[Dataset records — start]
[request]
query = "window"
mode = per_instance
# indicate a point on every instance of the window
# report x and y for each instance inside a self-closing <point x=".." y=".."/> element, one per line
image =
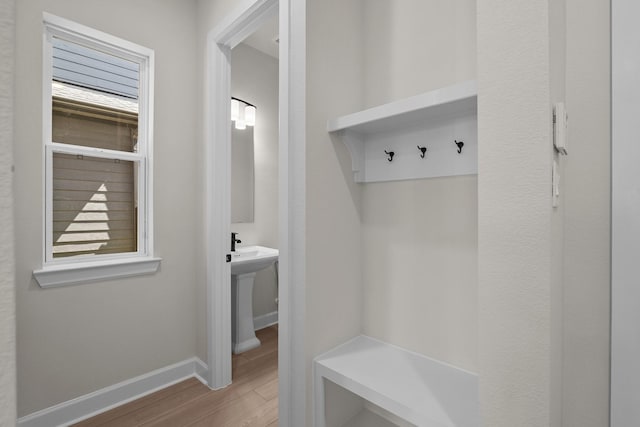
<point x="97" y="145"/>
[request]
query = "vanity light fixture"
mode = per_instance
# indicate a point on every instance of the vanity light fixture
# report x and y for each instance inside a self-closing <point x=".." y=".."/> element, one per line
<point x="242" y="113"/>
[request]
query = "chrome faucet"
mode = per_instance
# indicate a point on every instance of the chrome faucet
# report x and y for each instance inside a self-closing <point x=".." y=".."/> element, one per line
<point x="234" y="241"/>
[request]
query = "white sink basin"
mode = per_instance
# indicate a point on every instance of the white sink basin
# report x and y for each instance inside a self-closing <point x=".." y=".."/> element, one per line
<point x="249" y="259"/>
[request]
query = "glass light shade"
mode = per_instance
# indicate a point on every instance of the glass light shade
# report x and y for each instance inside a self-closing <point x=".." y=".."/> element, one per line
<point x="235" y="109"/>
<point x="250" y="115"/>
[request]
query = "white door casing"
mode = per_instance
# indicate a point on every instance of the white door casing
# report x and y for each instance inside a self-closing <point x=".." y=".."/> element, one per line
<point x="291" y="355"/>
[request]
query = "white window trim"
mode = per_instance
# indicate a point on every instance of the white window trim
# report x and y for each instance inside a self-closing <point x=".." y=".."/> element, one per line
<point x="64" y="271"/>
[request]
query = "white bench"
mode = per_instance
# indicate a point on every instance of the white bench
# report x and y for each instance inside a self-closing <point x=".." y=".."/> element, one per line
<point x="415" y="388"/>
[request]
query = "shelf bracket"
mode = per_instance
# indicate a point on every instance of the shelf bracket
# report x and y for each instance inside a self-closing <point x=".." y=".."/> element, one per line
<point x="355" y="145"/>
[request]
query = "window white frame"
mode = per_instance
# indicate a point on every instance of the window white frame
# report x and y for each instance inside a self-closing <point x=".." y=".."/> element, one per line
<point x="72" y="270"/>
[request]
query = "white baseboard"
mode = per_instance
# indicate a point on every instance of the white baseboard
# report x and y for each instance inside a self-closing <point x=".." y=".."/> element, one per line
<point x="91" y="404"/>
<point x="266" y="320"/>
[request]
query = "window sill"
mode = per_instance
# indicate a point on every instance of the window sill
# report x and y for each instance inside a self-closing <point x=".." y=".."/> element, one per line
<point x="72" y="274"/>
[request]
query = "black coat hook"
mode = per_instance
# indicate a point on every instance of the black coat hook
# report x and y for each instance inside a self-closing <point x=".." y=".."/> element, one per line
<point x="390" y="154"/>
<point x="460" y="144"/>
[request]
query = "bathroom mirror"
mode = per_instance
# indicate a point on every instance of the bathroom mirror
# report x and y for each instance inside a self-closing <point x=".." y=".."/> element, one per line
<point x="242" y="175"/>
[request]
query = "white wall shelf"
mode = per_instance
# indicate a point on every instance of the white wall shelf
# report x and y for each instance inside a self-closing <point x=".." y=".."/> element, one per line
<point x="420" y="390"/>
<point x="433" y="119"/>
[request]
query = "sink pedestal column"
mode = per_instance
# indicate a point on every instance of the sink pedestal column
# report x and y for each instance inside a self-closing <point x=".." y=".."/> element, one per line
<point x="242" y="333"/>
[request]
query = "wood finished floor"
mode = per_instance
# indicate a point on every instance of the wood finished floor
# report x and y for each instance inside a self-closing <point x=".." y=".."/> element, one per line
<point x="250" y="401"/>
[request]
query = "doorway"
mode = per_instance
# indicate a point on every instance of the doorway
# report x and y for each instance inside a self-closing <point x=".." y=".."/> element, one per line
<point x="291" y="356"/>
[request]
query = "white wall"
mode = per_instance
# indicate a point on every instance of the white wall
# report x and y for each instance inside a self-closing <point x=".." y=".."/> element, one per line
<point x="74" y="340"/>
<point x="416" y="46"/>
<point x="7" y="262"/>
<point x="420" y="236"/>
<point x="587" y="216"/>
<point x="254" y="78"/>
<point x="333" y="278"/>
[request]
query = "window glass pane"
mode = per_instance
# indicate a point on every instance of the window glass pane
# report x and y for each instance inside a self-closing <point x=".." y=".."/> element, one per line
<point x="94" y="209"/>
<point x="95" y="98"/>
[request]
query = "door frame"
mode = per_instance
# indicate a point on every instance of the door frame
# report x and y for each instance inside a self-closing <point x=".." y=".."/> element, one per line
<point x="291" y="185"/>
<point x="625" y="213"/>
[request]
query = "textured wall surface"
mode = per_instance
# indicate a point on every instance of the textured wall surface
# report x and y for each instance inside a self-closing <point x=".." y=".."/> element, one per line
<point x="417" y="45"/>
<point x="514" y="213"/>
<point x="587" y="216"/>
<point x="7" y="273"/>
<point x="420" y="236"/>
<point x="333" y="232"/>
<point x="77" y="339"/>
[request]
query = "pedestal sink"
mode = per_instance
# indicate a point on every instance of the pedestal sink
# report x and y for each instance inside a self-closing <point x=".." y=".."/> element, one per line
<point x="245" y="262"/>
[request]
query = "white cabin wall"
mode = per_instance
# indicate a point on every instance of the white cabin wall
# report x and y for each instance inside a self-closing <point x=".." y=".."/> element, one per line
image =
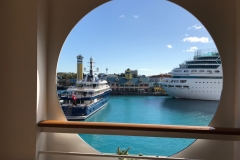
[Dataset records — finish]
What the exercise asks
Each line of the listing above that contains the word "shelf" is to be copied.

Solution to this exercise
query = "shelf bracket"
# indicate a point on every instance of the shelf bracket
query = "white wall shelf"
# indicate a point on every instance of the white wall shelf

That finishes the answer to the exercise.